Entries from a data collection
• • • • • • •
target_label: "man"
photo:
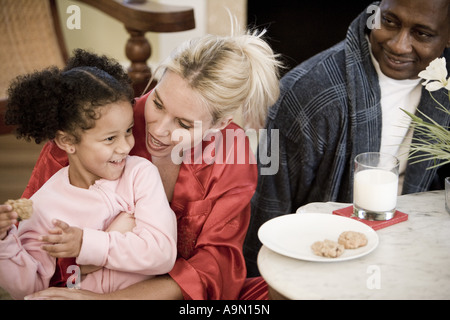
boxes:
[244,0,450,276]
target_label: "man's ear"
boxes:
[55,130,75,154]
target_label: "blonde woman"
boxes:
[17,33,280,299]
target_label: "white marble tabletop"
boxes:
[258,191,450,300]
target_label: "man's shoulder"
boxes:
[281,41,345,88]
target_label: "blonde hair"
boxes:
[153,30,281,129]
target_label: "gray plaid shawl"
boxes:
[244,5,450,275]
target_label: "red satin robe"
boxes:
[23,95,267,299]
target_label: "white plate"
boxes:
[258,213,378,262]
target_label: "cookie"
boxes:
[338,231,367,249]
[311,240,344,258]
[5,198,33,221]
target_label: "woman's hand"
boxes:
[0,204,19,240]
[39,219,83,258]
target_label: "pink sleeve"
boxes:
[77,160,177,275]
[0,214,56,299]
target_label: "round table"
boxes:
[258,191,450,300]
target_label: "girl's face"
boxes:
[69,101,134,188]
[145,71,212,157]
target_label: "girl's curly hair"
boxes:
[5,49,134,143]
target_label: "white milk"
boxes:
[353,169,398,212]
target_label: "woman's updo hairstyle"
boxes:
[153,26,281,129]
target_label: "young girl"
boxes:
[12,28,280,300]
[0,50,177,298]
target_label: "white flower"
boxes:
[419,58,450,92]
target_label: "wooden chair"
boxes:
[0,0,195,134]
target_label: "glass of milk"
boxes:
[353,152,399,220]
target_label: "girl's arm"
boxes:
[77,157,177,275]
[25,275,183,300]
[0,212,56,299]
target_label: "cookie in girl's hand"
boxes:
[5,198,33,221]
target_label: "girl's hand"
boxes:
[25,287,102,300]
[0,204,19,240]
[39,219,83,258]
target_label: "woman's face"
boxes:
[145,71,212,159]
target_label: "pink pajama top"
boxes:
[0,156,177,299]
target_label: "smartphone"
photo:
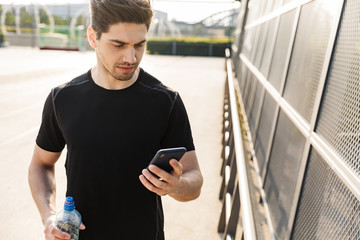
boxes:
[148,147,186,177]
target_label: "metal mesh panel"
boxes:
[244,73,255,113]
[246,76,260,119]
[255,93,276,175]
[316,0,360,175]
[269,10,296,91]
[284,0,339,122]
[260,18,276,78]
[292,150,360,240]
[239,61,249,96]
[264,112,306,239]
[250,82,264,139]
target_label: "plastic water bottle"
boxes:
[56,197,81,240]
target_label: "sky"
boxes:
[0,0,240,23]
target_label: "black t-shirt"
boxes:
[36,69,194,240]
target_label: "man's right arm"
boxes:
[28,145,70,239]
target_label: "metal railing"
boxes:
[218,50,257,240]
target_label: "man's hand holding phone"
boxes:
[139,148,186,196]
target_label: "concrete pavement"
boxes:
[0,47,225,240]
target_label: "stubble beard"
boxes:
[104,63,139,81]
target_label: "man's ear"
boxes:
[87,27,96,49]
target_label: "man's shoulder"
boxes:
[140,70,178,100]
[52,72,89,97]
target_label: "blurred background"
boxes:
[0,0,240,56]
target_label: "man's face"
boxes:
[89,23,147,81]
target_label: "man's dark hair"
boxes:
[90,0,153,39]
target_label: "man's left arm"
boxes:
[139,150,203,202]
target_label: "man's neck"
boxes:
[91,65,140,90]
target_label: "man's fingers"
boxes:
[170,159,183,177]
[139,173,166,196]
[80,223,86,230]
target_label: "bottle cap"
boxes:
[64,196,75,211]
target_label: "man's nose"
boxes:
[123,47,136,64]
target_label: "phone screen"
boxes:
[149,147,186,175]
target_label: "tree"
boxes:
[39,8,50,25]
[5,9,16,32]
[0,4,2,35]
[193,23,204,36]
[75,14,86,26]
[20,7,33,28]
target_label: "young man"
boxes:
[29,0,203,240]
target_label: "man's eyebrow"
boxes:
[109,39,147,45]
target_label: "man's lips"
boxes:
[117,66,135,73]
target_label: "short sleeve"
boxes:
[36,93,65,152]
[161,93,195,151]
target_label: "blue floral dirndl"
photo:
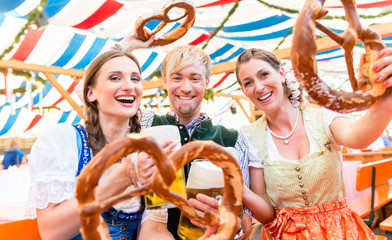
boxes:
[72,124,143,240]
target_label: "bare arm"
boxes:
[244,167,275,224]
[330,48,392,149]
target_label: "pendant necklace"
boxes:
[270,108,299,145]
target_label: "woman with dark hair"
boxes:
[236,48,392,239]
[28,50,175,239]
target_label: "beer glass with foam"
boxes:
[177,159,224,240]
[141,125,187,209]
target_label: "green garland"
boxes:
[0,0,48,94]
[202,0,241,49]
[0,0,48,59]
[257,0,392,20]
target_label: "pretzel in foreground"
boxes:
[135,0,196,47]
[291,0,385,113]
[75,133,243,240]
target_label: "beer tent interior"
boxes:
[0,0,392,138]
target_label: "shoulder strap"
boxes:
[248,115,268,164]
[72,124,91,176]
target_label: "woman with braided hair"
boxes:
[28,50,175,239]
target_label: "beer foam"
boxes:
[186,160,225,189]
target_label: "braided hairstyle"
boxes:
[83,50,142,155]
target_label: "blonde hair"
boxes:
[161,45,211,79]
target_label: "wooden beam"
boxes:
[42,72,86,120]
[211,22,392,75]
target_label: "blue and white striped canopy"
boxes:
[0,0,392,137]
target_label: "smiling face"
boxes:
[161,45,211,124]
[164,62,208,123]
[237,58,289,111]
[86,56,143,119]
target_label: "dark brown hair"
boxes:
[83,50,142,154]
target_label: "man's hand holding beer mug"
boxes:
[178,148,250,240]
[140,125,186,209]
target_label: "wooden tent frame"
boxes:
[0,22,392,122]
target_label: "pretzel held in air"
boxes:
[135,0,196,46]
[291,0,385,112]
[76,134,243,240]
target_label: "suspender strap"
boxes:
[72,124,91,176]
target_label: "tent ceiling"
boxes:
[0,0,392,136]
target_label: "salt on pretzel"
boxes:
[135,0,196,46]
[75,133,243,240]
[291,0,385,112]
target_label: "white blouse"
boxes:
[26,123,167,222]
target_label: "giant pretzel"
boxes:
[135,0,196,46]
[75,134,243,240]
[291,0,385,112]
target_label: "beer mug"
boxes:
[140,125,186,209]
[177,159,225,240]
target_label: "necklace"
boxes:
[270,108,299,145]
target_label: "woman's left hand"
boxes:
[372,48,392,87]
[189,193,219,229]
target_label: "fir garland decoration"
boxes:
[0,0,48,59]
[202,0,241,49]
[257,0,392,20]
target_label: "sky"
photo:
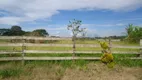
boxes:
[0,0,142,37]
• • • • • • •
**What to produce**
Turn the lines of these entries into a numbered list, skipping blank lines and leaving out the pictures.

**Solved problem**
1. target_label: "man"
2. photo:
3. boxes:
4. [244,0,450,276]
5. target_label: "man's ear"
6. boxes:
7. [55,130,75,154]
8. target_label: "blonde woman"
9. boxes:
10. [17,33,280,299]
11. target_label: "white marble tabletop"
12. boxes:
13. [258,191,450,300]
14. target_label: "man's shoulder"
15. boxes:
16. [281,41,345,88]
17. target_label: "blonde hair"
18. boxes:
19. [153,30,281,129]
20. target_label: "gray plaid shawl"
21. boxes:
22. [244,5,450,275]
23. target_label: "red satin robe"
24. boxes:
25. [23,95,267,299]
26. target_label: "white plate"
27. boxes:
28. [258,213,378,262]
29. target_label: "cookie"
30. boxes:
31. [338,231,367,249]
32. [311,240,344,258]
33. [5,198,33,221]
34. target_label: "woman's hand"
35. boxes:
36. [0,204,19,240]
37. [39,219,83,258]
38. target_label: "pink sleeve"
39. boxes:
40. [77,160,177,275]
41. [0,214,56,299]
42. target_label: "round table"
43. boxes:
44. [258,191,450,300]
45. target_label: "girl's face"
46. boxes:
47. [69,101,134,188]
48. [145,71,212,157]
49. target_label: "girl's curly hair"
50. boxes:
51. [5,49,134,143]
52. target_label: "white milk"
53. boxes:
54. [353,169,398,212]
55. target_label: "woman's updo hairstyle"
56. boxes:
57. [153,26,281,129]
58. target_label: "young girl"
59. boxes:
60. [12,28,280,300]
61. [0,50,177,298]
62. target_label: "white flower"
63. boxes:
64. [419,58,450,92]
65. target_label: "wooden chair"
66. boxes:
67. [0,0,195,134]
68. target_label: "glass of milk"
69. boxes:
70. [353,152,399,220]
71. target_label: "girl's arm"
72. boxes:
73. [77,157,177,275]
74. [25,275,183,300]
75. [0,212,56,299]
76. target_label: "cookie in girl's hand"
77. boxes:
78. [5,198,33,221]
79. target_label: "girl's hand"
80. boxes:
81. [25,287,102,300]
82. [0,204,19,240]
83. [39,219,83,258]
84. target_label: "woman's face"
85. boxes:
86. [145,71,212,159]
87. target_label: "pink pajama top"
88. boxes:
89. [0,156,177,299]
90. target_label: "smartphone"
91. photo:
92. boxes:
93. [148,147,186,177]
94. target_label: "metal mesh panel"
95. boxes:
96. [244,73,255,113]
97. [246,76,260,119]
98. [255,93,276,175]
99. [316,0,360,175]
100. [269,10,296,91]
101. [284,0,339,122]
102. [260,18,276,78]
103. [292,150,360,240]
104. [239,61,249,96]
105. [264,112,306,239]
106. [250,82,264,139]
107. target_label: "plastic water bottle"
108. boxes:
109. [56,197,81,240]
110. target_label: "sky"
111. boxes:
112. [0,0,240,23]
113. target_label: "black t-shirt"
114. boxes:
115. [36,69,194,240]
116. target_label: "man's right arm"
117. boxes:
118. [28,145,70,239]
119. target_label: "metal railing"
120. boxes:
121. [218,50,257,240]
122. target_label: "man's hand holding phone"
123. boxes:
124. [139,148,186,196]
125. target_label: "concrete pavement"
126. boxes:
127. [0,47,225,240]
128. target_label: "stubble beard"
129. boxes:
130. [104,63,139,81]
131. target_label: "man's ear"
132. boxes:
133. [87,27,96,49]
134. target_label: "man's shoulder"
135. boxes:
136. [140,70,178,100]
137. [52,72,89,97]
138. target_label: "blurred background"
139. boxes:
140. [0,0,240,56]
141. target_label: "man's face"
142. boxes:
143. [89,23,147,81]
144. target_label: "man's dark hair"
145. boxes:
146. [90,0,153,39]
147. target_label: "man's left arm"
148. boxes:
149. [139,150,203,202]
150. target_label: "man's neck"
151. boxes:
152. [91,65,140,90]
153. target_label: "man's fingers"
154. boxes:
155. [170,159,183,177]
156. [139,173,166,196]
157. [80,223,86,230]
158. target_label: "bottle cap"
159. boxes:
160. [64,196,75,211]
161. target_label: "man's nose"
162. boxes:
163. [123,47,136,64]
164. target_label: "phone screen"
165. boxes:
166. [149,147,186,175]
167. target_label: "tree"
168. boxes:
169. [39,8,50,25]
170. [5,9,16,32]
171. [0,4,2,35]
172. [193,23,204,36]
173. [75,14,86,26]
174. [20,7,33,28]
175. target_label: "young man"
176. boxes:
177. [29,0,203,240]
178. target_label: "man's eyebrow"
179. boxes:
180. [109,39,147,45]
181. target_label: "man's lips"
182. boxes:
183. [117,66,135,73]
184. target_label: "short sleeve"
185. boxes:
186. [36,93,65,152]
187. [161,93,195,151]
188. target_label: "blue floral dirndl"
189. photo:
190. boxes:
191. [72,124,143,240]
192. target_label: "bare arm"
193. boxes:
194. [244,167,275,224]
195. [330,48,392,149]
196. target_label: "pendant necklace"
197. boxes:
198. [270,108,299,145]
199. target_label: "woman with dark hair"
200. boxes:
201. [236,48,392,239]
202. [28,50,175,239]
203. target_label: "beer glass with foam"
204. boxes:
205. [177,159,224,240]
206. [141,125,187,209]
207. target_label: "green garland"
208. boxes:
209. [0,0,48,94]
210. [202,0,241,49]
211. [0,0,48,59]
212. [257,0,392,20]
213. target_label: "pretzel in foreground"
214. boxes:
215. [135,0,196,47]
216. [291,0,385,113]
217. [75,133,243,240]
218. target_label: "beer tent interior"
219. boxes:
220. [0,0,392,138]
221. target_label: "shoulder strap"
222. boxes:
223. [248,115,268,164]
224. [72,124,91,176]
225. target_label: "woman with braided hair"
226. boxes:
227. [28,50,175,239]
228. target_label: "beer foam"
229. boxes:
230. [186,160,225,189]
231. target_label: "braided hairstyle"
232. boxes:
233. [83,50,142,155]
234. target_label: "blonde hair"
235. boxes:
236. [161,45,211,79]
237. target_label: "wooden beam"
238. boxes:
239. [42,72,86,120]
240. [211,22,392,75]
241. target_label: "blue and white striped canopy"
242. boxes:
243. [0,0,392,137]
244. target_label: "smiling face"
245. boxes:
246. [161,45,211,124]
247. [164,62,208,123]
248. [237,58,289,111]
249. [86,56,143,119]
250. target_label: "dark brown hair"
251. boxes:
252. [83,50,142,154]
253. target_label: "man's hand holding beer mug"
254. boxes:
255. [178,148,250,240]
256. [140,125,186,209]
257. target_label: "wooden tent frame"
258. boxes:
259. [0,22,392,122]
260. target_label: "pretzel held in air"
261. boxes:
262. [135,0,196,46]
263. [291,0,385,112]
264. [76,134,243,240]
265. target_label: "suspender strap"
266. boxes:
267. [72,124,91,176]
268. target_label: "tent ceiling"
269. boxes:
270. [0,0,392,136]
271. target_label: "salt on pretzel"
272. boxes:
273. [135,0,196,46]
274. [75,133,243,240]
275. [291,0,385,112]
276. target_label: "white blouse"
277. boxes:
278. [26,123,167,222]
279. target_label: "giant pretzel"
280. boxes:
281. [135,0,196,46]
282. [75,134,243,240]
283. [291,0,385,112]
284. target_label: "beer mug"
285. boxes:
286. [140,125,186,209]
287. [177,159,225,240]
288. target_label: "necklace"
289. boxes:
290. [270,108,299,145]
291. target_label: "woman's left hand"
292. boxes:
293. [372,48,392,87]
294. [189,193,219,229]
295. target_label: "fir garland decoration"
296. boxes:
297. [0,0,48,59]
298. [202,0,241,49]
299. [257,0,392,20]
300. target_label: "sky"
301. photo:
302. boxes:
303. [0,0,142,37]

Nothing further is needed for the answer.